◆ **WORK TO DO**: Count the lines below that contain the word "gothic", and give only that number.

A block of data
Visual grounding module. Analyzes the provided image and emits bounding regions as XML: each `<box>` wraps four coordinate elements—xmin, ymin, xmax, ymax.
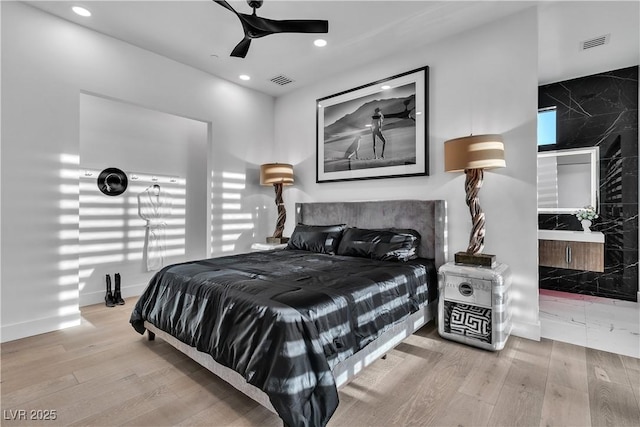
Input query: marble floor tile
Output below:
<box><xmin>540</xmin><ymin>289</ymin><xmax>640</xmax><ymax>358</ymax></box>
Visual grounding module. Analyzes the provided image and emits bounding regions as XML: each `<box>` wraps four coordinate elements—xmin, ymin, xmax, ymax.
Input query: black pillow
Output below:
<box><xmin>337</xmin><ymin>227</ymin><xmax>420</xmax><ymax>261</ymax></box>
<box><xmin>287</xmin><ymin>224</ymin><xmax>347</xmax><ymax>255</ymax></box>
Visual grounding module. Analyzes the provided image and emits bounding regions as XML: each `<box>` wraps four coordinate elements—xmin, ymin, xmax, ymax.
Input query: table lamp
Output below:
<box><xmin>260</xmin><ymin>163</ymin><xmax>293</xmax><ymax>243</ymax></box>
<box><xmin>444</xmin><ymin>134</ymin><xmax>506</xmax><ymax>268</ymax></box>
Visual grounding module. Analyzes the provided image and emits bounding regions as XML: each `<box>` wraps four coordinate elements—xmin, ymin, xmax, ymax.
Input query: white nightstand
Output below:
<box><xmin>251</xmin><ymin>243</ymin><xmax>287</xmax><ymax>252</ymax></box>
<box><xmin>438</xmin><ymin>262</ymin><xmax>512</xmax><ymax>351</ymax></box>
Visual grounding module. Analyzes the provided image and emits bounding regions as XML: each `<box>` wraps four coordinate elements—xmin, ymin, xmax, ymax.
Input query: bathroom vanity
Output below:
<box><xmin>538</xmin><ymin>230</ymin><xmax>604</xmax><ymax>272</ymax></box>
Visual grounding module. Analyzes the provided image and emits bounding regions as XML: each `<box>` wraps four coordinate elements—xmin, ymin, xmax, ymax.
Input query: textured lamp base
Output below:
<box><xmin>455</xmin><ymin>252</ymin><xmax>496</xmax><ymax>268</ymax></box>
<box><xmin>267</xmin><ymin>237</ymin><xmax>289</xmax><ymax>244</ymax></box>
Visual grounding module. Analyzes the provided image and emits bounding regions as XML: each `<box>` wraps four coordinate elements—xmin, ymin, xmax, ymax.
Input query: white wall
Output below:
<box><xmin>0</xmin><ymin>2</ymin><xmax>275</xmax><ymax>341</ymax></box>
<box><xmin>79</xmin><ymin>94</ymin><xmax>208</xmax><ymax>306</ymax></box>
<box><xmin>275</xmin><ymin>8</ymin><xmax>540</xmax><ymax>339</ymax></box>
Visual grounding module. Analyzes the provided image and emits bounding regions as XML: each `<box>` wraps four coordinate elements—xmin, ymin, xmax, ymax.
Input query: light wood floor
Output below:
<box><xmin>1</xmin><ymin>299</ymin><xmax>640</xmax><ymax>427</ymax></box>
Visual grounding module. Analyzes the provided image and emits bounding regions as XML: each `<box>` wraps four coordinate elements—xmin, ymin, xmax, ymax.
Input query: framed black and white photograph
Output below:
<box><xmin>316</xmin><ymin>67</ymin><xmax>429</xmax><ymax>182</ymax></box>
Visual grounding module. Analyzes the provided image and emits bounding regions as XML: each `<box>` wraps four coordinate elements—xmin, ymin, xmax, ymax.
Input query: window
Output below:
<box><xmin>538</xmin><ymin>107</ymin><xmax>556</xmax><ymax>145</ymax></box>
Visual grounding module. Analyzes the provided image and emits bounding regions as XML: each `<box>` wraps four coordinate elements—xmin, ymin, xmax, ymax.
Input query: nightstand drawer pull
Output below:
<box><xmin>458</xmin><ymin>282</ymin><xmax>473</xmax><ymax>297</ymax></box>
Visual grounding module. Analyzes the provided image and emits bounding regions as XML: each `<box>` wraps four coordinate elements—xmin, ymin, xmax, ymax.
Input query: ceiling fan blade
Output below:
<box><xmin>254</xmin><ymin>18</ymin><xmax>329</xmax><ymax>33</ymax></box>
<box><xmin>231</xmin><ymin>37</ymin><xmax>251</xmax><ymax>58</ymax></box>
<box><xmin>213</xmin><ymin>0</ymin><xmax>238</xmax><ymax>15</ymax></box>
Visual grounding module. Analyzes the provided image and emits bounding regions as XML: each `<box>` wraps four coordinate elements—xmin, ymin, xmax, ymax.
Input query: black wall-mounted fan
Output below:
<box><xmin>213</xmin><ymin>0</ymin><xmax>329</xmax><ymax>58</ymax></box>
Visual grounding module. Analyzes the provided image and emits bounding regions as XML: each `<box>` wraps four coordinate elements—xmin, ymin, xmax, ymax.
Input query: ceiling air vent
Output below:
<box><xmin>271</xmin><ymin>75</ymin><xmax>293</xmax><ymax>86</ymax></box>
<box><xmin>580</xmin><ymin>34</ymin><xmax>611</xmax><ymax>50</ymax></box>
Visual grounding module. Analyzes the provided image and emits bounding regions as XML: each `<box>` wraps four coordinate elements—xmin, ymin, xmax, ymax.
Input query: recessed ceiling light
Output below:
<box><xmin>71</xmin><ymin>6</ymin><xmax>91</xmax><ymax>17</ymax></box>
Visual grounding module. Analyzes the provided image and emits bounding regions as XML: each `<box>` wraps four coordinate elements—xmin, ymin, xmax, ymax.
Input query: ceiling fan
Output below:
<box><xmin>213</xmin><ymin>0</ymin><xmax>329</xmax><ymax>58</ymax></box>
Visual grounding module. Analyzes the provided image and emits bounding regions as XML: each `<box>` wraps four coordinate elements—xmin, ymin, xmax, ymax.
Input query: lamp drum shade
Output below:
<box><xmin>260</xmin><ymin>163</ymin><xmax>293</xmax><ymax>185</ymax></box>
<box><xmin>444</xmin><ymin>134</ymin><xmax>506</xmax><ymax>172</ymax></box>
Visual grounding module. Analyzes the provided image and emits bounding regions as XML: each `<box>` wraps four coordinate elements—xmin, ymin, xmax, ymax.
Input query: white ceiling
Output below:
<box><xmin>28</xmin><ymin>0</ymin><xmax>640</xmax><ymax>96</ymax></box>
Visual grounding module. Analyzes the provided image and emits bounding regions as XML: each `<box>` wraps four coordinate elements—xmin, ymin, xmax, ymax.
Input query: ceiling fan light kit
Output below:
<box><xmin>213</xmin><ymin>0</ymin><xmax>329</xmax><ymax>58</ymax></box>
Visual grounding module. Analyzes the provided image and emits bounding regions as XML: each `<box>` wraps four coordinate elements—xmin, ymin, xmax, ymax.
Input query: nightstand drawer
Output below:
<box><xmin>444</xmin><ymin>274</ymin><xmax>491</xmax><ymax>307</ymax></box>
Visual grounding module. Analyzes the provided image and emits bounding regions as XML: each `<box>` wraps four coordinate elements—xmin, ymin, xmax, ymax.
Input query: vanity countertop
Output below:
<box><xmin>538</xmin><ymin>230</ymin><xmax>604</xmax><ymax>243</ymax></box>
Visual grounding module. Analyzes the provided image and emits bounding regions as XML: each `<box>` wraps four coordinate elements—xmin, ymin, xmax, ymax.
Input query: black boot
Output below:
<box><xmin>113</xmin><ymin>273</ymin><xmax>124</xmax><ymax>305</ymax></box>
<box><xmin>104</xmin><ymin>274</ymin><xmax>116</xmax><ymax>307</ymax></box>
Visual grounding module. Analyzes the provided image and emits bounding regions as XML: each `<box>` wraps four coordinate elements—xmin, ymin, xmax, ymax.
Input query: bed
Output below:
<box><xmin>131</xmin><ymin>200</ymin><xmax>447</xmax><ymax>426</ymax></box>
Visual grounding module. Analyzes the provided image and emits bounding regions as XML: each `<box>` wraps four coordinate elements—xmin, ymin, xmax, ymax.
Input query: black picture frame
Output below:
<box><xmin>316</xmin><ymin>66</ymin><xmax>429</xmax><ymax>183</ymax></box>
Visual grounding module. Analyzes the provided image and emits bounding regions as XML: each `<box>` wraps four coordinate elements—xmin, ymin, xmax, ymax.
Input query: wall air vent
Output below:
<box><xmin>580</xmin><ymin>34</ymin><xmax>611</xmax><ymax>50</ymax></box>
<box><xmin>271</xmin><ymin>75</ymin><xmax>293</xmax><ymax>86</ymax></box>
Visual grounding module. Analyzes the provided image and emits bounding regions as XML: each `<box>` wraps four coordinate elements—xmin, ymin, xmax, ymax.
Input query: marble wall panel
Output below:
<box><xmin>538</xmin><ymin>66</ymin><xmax>638</xmax><ymax>301</ymax></box>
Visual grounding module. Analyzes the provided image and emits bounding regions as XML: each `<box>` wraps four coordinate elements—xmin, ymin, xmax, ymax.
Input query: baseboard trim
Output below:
<box><xmin>511</xmin><ymin>320</ymin><xmax>541</xmax><ymax>341</ymax></box>
<box><xmin>0</xmin><ymin>310</ymin><xmax>82</xmax><ymax>342</ymax></box>
<box><xmin>79</xmin><ymin>283</ymin><xmax>147</xmax><ymax>307</ymax></box>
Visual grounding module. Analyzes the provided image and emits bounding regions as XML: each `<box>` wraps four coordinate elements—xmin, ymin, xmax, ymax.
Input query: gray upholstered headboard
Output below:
<box><xmin>296</xmin><ymin>200</ymin><xmax>448</xmax><ymax>267</ymax></box>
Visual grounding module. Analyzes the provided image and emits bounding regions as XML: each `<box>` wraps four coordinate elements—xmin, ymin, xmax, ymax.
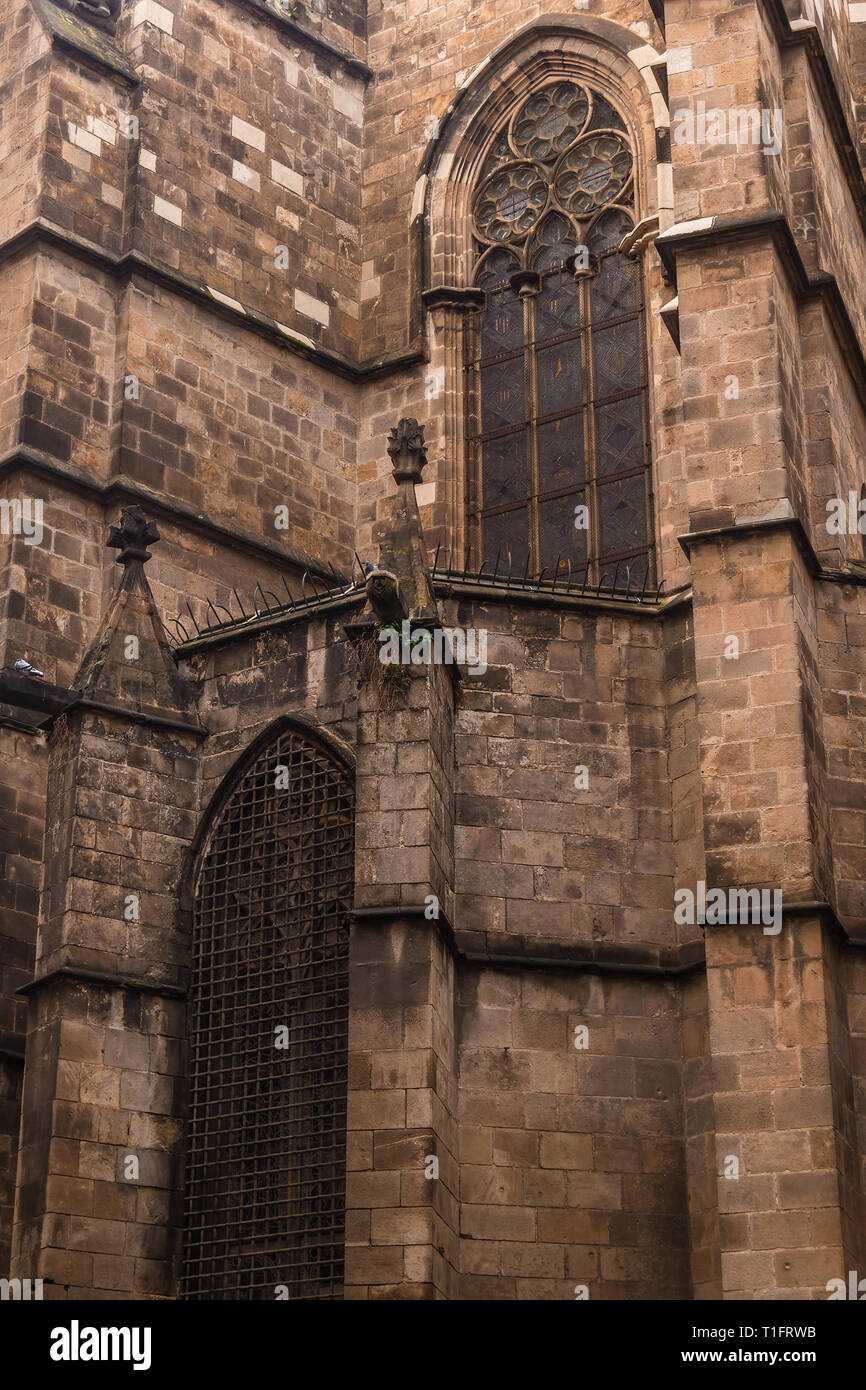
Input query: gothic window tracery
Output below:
<box><xmin>467</xmin><ymin>79</ymin><xmax>653</xmax><ymax>584</ymax></box>
<box><xmin>182</xmin><ymin>727</ymin><xmax>354</xmax><ymax>1300</ymax></box>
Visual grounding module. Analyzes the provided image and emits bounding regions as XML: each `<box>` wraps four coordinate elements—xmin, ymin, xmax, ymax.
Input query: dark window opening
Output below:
<box><xmin>466</xmin><ymin>81</ymin><xmax>655</xmax><ymax>587</ymax></box>
<box><xmin>182</xmin><ymin>730</ymin><xmax>354</xmax><ymax>1300</ymax></box>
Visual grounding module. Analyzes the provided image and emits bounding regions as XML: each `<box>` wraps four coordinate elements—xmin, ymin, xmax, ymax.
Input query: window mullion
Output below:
<box><xmin>581</xmin><ymin>275</ymin><xmax>602</xmax><ymax>584</ymax></box>
<box><xmin>524</xmin><ymin>295</ymin><xmax>541</xmax><ymax>571</ymax></box>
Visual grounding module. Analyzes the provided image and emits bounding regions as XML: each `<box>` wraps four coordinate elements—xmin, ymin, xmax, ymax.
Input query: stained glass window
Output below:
<box><xmin>467</xmin><ymin>79</ymin><xmax>653</xmax><ymax>585</ymax></box>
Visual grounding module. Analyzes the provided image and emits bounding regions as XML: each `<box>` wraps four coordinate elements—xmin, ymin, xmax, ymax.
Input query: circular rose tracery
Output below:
<box><xmin>553</xmin><ymin>131</ymin><xmax>631</xmax><ymax>217</ymax></box>
<box><xmin>474</xmin><ymin>161</ymin><xmax>548</xmax><ymax>242</ymax></box>
<box><xmin>512</xmin><ymin>82</ymin><xmax>589</xmax><ymax>161</ymax></box>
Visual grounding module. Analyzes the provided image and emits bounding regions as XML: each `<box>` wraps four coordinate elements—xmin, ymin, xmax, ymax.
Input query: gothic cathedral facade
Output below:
<box><xmin>0</xmin><ymin>0</ymin><xmax>866</xmax><ymax>1300</ymax></box>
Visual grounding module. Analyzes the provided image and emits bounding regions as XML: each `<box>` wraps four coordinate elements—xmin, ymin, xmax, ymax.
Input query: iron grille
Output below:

◆ **TASK RESULT**: 2